# Source material
-----

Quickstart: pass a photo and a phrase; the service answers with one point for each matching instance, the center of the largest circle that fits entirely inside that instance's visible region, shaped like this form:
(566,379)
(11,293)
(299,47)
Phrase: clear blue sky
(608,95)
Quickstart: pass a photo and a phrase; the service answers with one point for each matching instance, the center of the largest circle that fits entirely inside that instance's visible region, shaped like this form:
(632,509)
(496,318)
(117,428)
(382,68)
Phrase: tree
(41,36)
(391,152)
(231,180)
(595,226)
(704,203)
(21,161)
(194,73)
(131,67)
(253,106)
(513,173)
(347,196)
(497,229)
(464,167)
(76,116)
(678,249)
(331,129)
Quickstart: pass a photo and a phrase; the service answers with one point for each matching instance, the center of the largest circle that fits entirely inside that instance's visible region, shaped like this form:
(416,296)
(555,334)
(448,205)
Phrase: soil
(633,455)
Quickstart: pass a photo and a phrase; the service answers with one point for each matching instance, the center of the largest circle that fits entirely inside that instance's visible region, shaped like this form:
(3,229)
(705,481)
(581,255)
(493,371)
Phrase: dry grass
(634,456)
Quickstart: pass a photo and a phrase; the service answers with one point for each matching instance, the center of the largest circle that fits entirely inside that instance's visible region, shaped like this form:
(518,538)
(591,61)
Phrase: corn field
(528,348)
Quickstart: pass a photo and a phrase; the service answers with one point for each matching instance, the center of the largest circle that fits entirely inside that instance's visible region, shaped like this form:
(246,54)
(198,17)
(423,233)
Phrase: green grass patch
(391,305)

-----

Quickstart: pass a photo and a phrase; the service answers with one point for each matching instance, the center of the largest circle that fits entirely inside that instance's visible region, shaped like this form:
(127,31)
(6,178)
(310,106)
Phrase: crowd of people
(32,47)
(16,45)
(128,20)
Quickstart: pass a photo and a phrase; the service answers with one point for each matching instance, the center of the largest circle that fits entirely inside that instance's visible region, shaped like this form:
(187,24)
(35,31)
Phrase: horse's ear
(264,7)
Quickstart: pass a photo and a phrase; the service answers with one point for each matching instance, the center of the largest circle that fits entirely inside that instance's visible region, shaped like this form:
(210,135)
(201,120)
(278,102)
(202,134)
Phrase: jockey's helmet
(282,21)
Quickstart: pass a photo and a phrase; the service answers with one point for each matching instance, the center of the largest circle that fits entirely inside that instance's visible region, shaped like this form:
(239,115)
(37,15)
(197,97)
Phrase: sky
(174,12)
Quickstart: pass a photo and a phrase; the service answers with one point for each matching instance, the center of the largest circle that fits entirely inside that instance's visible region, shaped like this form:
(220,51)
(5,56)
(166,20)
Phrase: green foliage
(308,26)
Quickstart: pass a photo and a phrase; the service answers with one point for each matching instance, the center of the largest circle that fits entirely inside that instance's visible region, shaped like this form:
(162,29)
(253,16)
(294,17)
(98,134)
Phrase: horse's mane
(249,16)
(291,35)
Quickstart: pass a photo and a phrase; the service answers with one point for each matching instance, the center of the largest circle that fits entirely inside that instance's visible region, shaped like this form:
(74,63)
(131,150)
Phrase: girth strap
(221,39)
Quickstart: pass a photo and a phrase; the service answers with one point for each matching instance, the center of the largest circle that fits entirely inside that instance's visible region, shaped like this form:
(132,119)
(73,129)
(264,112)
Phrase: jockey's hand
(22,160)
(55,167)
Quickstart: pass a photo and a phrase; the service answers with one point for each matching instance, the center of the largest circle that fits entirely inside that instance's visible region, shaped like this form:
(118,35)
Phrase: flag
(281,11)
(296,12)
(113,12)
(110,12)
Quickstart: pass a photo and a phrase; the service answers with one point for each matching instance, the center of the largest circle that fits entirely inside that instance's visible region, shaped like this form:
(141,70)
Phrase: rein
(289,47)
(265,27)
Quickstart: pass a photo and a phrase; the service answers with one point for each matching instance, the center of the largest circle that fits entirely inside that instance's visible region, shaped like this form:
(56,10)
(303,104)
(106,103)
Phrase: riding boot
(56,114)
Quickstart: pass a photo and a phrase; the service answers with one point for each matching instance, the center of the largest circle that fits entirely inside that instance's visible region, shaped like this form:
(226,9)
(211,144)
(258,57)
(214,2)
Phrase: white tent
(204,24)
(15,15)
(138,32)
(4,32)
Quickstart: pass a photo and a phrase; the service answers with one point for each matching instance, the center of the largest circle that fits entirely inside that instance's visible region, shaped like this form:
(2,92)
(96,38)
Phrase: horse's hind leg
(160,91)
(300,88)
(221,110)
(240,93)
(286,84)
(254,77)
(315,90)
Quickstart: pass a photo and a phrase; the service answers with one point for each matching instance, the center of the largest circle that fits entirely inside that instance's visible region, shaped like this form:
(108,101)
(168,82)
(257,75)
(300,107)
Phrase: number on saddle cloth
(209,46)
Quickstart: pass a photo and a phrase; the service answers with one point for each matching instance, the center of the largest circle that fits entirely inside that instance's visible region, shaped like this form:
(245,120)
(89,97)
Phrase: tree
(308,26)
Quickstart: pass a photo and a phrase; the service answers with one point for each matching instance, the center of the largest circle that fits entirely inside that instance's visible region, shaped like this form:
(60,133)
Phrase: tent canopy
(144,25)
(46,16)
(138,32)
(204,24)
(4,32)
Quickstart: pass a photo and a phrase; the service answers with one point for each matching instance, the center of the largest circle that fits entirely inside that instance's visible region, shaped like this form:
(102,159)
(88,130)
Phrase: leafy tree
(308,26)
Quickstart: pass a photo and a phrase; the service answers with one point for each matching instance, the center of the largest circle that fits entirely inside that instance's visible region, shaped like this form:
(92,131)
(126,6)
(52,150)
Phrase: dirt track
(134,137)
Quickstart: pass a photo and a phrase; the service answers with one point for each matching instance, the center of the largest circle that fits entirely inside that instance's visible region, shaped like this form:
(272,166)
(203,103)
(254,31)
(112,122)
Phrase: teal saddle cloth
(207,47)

-----

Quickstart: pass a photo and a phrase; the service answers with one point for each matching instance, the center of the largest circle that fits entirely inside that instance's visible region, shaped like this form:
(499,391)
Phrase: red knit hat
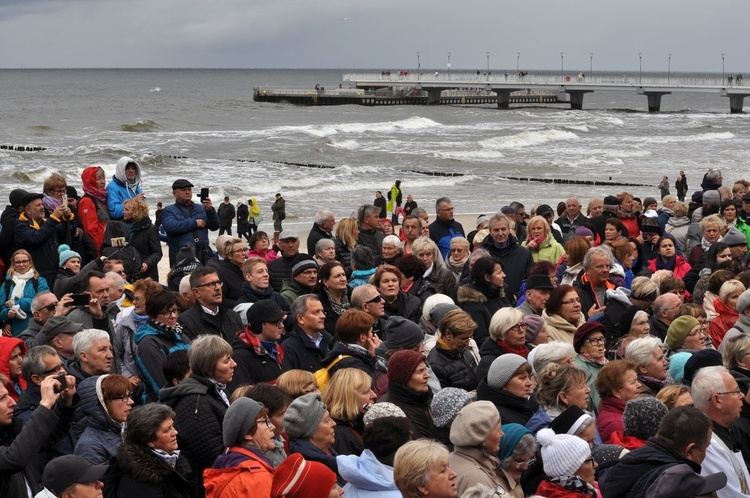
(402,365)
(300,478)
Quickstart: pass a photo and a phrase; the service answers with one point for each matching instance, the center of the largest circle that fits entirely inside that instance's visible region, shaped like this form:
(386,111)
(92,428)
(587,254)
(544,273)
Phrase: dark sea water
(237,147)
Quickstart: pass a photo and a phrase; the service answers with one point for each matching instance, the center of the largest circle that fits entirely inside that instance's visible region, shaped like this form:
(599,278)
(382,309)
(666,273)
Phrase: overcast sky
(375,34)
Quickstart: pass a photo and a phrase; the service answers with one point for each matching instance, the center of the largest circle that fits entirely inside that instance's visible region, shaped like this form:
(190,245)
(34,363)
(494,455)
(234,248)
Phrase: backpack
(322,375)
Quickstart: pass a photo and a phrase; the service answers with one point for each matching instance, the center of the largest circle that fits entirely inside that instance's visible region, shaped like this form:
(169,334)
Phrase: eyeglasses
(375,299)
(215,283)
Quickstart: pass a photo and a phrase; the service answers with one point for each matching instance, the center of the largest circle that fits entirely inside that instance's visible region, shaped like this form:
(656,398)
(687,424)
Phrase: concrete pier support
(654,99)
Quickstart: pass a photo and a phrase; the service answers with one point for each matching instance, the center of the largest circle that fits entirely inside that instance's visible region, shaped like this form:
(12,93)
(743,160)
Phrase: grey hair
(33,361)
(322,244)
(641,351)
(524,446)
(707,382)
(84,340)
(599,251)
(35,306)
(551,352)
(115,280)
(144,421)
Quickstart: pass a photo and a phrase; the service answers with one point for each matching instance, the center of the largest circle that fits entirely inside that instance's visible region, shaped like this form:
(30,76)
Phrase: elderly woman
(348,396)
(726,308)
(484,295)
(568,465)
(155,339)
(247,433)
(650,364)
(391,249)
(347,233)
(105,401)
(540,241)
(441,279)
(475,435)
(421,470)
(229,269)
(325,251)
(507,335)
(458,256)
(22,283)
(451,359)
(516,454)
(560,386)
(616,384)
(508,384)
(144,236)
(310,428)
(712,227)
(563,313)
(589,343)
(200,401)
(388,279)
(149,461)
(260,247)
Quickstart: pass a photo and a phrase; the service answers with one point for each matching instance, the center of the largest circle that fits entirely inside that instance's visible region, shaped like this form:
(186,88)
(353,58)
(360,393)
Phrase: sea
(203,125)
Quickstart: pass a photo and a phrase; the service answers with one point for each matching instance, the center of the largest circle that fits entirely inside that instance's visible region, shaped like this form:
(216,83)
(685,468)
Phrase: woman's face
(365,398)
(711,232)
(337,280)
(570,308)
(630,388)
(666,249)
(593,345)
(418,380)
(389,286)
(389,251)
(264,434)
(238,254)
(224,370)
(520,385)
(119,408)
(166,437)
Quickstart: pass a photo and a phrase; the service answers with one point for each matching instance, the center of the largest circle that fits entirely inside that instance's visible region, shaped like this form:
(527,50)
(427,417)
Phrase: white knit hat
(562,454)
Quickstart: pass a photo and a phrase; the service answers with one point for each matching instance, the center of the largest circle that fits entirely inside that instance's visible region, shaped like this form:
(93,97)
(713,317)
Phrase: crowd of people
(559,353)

-----

# Goal of the exercise
Copy out every line of the items above that contains the string "cloth". Match it case-sensitively.

# Result below
Phrase: number on saddle cloth
Phrase: teal saddle cloth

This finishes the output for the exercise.